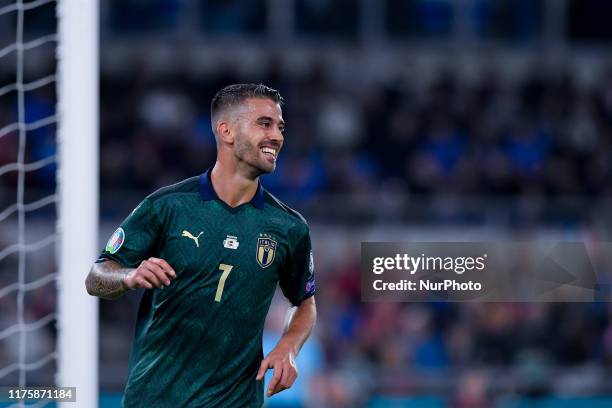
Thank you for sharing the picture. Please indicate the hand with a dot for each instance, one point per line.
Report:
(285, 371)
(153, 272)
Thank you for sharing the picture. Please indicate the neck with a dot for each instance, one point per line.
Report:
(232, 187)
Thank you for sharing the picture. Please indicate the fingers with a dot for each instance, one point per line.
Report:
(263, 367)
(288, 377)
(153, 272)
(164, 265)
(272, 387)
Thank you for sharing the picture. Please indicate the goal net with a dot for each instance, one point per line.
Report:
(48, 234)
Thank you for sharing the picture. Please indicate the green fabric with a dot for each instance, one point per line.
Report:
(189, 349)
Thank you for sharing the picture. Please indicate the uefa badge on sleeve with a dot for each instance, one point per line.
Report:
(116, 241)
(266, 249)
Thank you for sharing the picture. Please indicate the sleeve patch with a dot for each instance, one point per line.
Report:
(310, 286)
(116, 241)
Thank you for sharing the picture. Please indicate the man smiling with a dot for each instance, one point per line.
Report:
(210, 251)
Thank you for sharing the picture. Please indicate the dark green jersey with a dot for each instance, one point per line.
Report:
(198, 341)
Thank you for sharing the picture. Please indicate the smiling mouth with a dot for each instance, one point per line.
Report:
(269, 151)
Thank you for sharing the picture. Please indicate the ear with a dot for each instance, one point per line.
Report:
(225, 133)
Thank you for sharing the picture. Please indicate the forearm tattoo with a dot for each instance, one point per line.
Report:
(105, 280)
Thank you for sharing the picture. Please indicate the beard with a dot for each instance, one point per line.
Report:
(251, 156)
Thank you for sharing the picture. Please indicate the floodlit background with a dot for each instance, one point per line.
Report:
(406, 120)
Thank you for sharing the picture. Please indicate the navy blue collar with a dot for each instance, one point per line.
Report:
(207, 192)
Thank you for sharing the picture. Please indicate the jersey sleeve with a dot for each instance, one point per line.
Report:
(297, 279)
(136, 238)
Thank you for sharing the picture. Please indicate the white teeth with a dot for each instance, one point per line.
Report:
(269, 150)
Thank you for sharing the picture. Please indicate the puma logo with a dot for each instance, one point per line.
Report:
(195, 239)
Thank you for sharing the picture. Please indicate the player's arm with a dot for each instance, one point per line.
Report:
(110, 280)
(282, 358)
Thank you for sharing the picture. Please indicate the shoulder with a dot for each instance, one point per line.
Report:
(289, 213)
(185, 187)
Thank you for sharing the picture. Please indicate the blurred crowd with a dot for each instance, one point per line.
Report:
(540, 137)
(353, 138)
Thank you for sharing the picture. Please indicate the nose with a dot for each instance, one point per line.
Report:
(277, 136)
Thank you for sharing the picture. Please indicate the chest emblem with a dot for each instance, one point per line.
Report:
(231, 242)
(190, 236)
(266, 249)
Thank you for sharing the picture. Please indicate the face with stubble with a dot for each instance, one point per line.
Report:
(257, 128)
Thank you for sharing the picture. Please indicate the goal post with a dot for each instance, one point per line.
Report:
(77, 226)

...

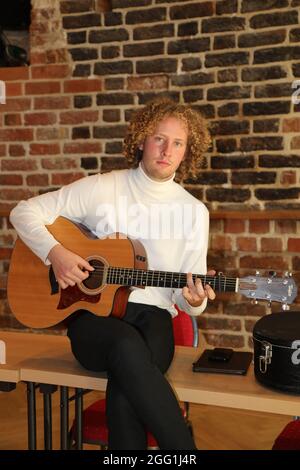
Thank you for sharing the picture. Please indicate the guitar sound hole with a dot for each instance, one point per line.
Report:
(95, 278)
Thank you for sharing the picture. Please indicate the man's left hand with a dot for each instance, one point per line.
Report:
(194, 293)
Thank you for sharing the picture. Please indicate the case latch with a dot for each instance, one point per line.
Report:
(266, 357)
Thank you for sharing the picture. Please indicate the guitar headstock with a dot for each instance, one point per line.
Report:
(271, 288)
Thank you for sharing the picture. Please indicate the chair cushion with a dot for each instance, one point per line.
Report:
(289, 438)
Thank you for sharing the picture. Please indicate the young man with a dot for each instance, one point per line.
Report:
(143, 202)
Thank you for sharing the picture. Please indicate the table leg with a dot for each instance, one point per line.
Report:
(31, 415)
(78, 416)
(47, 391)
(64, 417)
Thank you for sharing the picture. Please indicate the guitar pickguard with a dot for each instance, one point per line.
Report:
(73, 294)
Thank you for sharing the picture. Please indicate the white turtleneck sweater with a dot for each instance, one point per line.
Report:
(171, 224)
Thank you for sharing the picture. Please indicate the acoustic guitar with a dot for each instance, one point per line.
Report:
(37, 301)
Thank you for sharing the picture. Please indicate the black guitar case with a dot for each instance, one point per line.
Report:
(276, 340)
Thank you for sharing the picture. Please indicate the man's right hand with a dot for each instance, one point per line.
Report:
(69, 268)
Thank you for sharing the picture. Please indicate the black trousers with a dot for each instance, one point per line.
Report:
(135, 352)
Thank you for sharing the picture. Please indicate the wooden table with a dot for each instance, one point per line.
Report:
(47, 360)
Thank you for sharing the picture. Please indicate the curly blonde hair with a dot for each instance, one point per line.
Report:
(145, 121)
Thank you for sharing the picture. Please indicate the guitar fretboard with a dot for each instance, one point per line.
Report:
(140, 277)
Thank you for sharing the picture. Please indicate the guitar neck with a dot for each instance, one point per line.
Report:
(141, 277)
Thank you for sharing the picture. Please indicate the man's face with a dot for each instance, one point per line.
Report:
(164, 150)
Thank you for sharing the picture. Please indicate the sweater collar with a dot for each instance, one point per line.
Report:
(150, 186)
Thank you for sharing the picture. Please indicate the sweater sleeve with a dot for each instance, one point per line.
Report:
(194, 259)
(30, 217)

**Task details**
Looking at the listing above, which lines hold "goal"? Copy every such line.

**Solution to this problem**
Thank you for sharing the picture. Please indicate the goal net with a dot for each instance, one point per line.
Thank you for sharing the picture. Please indicate the goal post with a dot for each instance, one point per line.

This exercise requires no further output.